### WHAT YOU ARE ASKED TO DO
Please copy the lines of the records below without any change, starting with the line that contains "Target: parking lot" and going on through the line that contains "column 241, row 137", with both of those lines included.

### EXTRACTED DATA
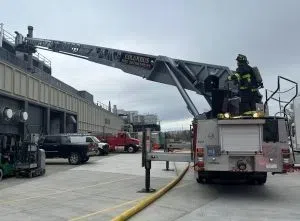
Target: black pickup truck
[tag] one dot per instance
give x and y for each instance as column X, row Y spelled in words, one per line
column 60, row 146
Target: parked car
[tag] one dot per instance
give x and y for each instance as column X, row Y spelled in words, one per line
column 60, row 146
column 101, row 148
column 121, row 142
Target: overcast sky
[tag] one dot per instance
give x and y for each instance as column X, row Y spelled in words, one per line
column 211, row 31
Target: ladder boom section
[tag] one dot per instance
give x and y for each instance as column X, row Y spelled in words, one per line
column 185, row 74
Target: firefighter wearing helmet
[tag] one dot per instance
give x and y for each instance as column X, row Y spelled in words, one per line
column 248, row 84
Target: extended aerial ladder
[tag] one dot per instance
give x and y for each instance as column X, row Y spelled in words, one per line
column 198, row 77
column 220, row 146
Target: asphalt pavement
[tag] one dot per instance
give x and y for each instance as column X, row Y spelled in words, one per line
column 106, row 186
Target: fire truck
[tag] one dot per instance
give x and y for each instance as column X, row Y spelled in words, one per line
column 224, row 143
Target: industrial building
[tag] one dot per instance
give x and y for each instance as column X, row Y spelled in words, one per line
column 136, row 122
column 28, row 90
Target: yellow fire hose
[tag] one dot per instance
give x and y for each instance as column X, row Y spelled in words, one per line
column 149, row 199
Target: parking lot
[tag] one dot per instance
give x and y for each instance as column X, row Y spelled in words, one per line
column 106, row 186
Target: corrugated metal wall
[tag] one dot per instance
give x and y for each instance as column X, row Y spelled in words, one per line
column 91, row 118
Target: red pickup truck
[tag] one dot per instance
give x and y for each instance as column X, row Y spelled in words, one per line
column 122, row 142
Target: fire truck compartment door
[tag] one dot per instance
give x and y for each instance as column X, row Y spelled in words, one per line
column 241, row 137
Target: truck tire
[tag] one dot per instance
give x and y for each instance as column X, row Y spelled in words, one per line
column 1, row 174
column 131, row 149
column 258, row 179
column 204, row 178
column 74, row 158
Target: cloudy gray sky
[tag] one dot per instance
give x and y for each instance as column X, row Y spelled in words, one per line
column 210, row 31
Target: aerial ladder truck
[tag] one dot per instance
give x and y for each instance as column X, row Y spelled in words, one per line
column 224, row 142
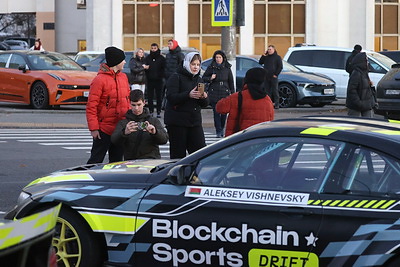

### TASK RESPONSE
Target: parking lot
[tag] one dot per instance
give x and y for each instance as column X, row Y spelled in words, one per line
column 106, row 186
Target: corrugated metal wall
[tag] one dot per instance
give x and y for each instance as column X, row Y spelled in words, one per line
column 91, row 118
Target: red pickup truck
[tag] one dot per instance
give x and y for each instance as column X, row Y spelled in words, one per line
column 122, row 142
Target: fire truck compartment door
[tag] one dot per instance
give x and y for each instance as column X, row Y spelled in words, one per line
column 241, row 137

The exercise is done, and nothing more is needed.